→ TASK DIRECTIONS
From the material below, return exactly the lines starting at the one that holds "Could you find the car" and ending at the one that holds "Could you find the hand holding". Pictures stay out of the answer.

→ EXERCISE DATA

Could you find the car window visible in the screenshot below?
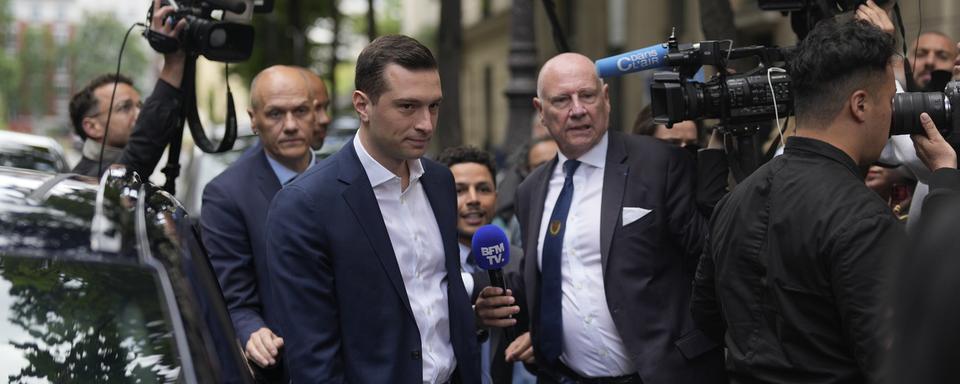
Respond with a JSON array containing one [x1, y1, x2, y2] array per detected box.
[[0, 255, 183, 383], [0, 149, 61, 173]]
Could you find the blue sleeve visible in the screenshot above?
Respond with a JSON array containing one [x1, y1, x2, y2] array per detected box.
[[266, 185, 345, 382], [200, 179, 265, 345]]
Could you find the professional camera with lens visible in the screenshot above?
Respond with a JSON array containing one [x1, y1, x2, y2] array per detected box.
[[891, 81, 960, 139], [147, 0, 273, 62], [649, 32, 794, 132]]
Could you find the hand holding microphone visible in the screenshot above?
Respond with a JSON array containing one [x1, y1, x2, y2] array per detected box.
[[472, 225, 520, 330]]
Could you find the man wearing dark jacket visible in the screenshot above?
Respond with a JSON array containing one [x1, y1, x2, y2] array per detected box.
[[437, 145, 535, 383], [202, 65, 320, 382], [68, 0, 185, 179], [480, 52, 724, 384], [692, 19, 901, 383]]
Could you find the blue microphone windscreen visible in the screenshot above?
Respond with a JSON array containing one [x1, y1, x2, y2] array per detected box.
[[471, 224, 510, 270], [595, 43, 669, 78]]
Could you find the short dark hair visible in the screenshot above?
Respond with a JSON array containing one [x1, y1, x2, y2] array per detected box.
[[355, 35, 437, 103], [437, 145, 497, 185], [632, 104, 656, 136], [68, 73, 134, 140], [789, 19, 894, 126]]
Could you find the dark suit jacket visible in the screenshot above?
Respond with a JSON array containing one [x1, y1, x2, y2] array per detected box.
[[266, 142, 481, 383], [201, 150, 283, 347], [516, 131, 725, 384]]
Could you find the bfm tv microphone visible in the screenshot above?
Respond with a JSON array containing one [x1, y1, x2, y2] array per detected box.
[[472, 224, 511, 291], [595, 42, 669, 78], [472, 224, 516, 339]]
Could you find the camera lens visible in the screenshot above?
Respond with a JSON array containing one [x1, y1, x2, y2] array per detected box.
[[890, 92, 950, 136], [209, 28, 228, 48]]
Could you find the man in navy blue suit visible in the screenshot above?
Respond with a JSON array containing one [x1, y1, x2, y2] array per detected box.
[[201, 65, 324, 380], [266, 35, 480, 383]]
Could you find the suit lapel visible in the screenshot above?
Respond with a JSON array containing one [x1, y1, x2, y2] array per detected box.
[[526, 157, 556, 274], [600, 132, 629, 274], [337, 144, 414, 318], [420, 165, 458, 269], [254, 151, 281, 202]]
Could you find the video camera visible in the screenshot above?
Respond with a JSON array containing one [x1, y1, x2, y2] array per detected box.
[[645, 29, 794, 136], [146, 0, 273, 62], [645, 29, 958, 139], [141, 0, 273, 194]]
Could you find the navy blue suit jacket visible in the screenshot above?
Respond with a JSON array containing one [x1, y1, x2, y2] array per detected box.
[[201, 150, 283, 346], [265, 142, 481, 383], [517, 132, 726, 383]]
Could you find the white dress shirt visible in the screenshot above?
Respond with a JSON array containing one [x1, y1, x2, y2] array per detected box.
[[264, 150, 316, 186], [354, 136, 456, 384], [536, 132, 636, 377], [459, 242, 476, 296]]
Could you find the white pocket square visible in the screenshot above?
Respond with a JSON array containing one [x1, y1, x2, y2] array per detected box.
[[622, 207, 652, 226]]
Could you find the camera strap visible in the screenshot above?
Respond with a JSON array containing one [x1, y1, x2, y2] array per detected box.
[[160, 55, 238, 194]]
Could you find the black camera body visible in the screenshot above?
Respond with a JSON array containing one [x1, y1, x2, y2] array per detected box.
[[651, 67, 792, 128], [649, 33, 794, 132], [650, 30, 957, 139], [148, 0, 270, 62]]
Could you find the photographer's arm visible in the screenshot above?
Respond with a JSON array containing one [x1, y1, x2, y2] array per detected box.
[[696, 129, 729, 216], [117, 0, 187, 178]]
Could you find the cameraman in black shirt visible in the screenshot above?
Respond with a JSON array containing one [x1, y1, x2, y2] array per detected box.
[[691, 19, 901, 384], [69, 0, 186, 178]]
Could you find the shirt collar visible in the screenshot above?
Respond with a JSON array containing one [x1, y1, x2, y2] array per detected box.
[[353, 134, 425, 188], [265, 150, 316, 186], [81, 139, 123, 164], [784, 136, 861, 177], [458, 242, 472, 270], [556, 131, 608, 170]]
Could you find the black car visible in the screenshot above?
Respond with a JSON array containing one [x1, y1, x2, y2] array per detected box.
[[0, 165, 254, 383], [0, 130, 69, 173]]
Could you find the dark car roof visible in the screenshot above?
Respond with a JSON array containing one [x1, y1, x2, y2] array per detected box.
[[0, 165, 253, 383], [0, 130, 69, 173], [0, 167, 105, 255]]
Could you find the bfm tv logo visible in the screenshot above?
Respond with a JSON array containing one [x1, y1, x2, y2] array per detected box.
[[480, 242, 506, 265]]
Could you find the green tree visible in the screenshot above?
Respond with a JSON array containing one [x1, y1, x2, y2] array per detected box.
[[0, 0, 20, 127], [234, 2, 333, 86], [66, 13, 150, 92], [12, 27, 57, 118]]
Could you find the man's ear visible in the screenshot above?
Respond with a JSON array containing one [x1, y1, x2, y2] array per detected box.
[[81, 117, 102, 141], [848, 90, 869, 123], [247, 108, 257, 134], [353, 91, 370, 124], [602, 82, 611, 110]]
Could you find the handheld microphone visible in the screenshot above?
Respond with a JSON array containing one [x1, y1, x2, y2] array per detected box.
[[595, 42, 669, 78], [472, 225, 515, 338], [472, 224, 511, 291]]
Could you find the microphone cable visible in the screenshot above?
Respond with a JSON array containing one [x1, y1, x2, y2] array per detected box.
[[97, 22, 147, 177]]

---

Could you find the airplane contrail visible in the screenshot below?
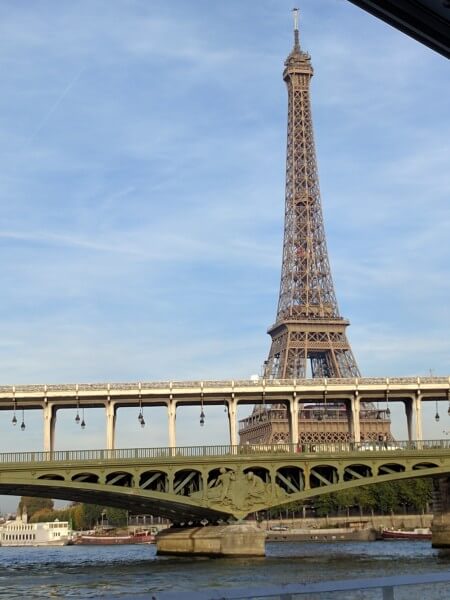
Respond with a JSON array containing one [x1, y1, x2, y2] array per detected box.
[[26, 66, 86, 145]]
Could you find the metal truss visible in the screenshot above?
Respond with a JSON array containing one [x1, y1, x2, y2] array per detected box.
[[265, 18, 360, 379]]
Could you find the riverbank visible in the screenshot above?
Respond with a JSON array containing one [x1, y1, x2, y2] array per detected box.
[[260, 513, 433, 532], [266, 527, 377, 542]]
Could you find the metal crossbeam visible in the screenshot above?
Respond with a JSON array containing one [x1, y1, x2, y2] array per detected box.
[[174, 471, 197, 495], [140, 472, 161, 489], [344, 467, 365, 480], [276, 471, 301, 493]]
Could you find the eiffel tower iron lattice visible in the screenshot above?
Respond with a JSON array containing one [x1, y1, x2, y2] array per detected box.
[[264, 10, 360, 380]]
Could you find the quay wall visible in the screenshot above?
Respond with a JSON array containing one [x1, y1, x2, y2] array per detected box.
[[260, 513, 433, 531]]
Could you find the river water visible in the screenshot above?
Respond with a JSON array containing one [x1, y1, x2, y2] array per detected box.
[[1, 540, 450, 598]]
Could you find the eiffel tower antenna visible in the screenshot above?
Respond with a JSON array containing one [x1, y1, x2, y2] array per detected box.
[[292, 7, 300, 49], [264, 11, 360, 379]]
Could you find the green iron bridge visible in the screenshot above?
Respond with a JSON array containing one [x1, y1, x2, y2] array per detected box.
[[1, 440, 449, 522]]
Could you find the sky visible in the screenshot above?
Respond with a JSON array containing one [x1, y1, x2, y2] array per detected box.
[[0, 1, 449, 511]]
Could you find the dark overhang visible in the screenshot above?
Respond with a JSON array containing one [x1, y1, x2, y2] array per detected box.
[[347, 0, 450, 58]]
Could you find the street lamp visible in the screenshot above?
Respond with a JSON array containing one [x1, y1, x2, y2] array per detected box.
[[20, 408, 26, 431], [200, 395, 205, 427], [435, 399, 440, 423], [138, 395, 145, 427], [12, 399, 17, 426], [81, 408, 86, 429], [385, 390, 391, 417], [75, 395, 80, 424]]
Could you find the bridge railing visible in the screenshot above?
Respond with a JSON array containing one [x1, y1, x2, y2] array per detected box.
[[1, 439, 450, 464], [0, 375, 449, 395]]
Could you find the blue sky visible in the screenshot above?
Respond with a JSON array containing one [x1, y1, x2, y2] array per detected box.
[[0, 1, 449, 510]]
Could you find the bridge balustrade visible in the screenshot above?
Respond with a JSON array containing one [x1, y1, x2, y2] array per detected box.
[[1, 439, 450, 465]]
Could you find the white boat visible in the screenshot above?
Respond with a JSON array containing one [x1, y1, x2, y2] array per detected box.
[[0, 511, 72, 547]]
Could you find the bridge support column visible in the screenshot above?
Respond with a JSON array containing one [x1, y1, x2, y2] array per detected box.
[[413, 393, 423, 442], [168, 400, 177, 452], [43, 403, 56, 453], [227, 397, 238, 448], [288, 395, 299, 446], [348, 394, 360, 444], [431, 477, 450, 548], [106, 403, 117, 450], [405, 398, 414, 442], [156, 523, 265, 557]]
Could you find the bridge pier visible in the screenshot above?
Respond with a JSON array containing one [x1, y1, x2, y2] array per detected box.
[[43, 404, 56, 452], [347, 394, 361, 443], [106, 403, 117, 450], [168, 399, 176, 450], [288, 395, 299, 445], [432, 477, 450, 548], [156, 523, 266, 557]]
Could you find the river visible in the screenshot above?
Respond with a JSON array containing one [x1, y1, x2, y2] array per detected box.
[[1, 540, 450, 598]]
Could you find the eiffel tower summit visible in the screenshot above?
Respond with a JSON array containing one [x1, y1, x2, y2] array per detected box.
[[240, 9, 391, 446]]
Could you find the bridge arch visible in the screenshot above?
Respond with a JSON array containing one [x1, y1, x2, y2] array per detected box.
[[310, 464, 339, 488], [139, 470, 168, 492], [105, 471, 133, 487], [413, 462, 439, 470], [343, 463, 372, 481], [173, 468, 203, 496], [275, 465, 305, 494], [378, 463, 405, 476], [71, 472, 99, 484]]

→ SOLUTION TO THIS PROBLEM
Could you find the car window visible in the screenshot below?
Respond with a JSON array containing one [x1, y1, x2, y2] array per detected box.
[[0, 255, 183, 383], [0, 149, 61, 173]]
Could you find the blue sleeve visible in the screenshot above?
Respond with a JSON array containing one [x1, y1, x2, y2] array per detected box.
[[266, 185, 345, 382], [200, 179, 265, 345]]
Could you find the professional camera with lens visible in the screenshot above?
Respond with a JSON array containing one [x1, y1, x2, y2] array per detected box.
[[891, 81, 960, 139], [147, 0, 273, 62], [649, 32, 794, 132]]
Could you find the hand holding microphone visible in the screenshot above?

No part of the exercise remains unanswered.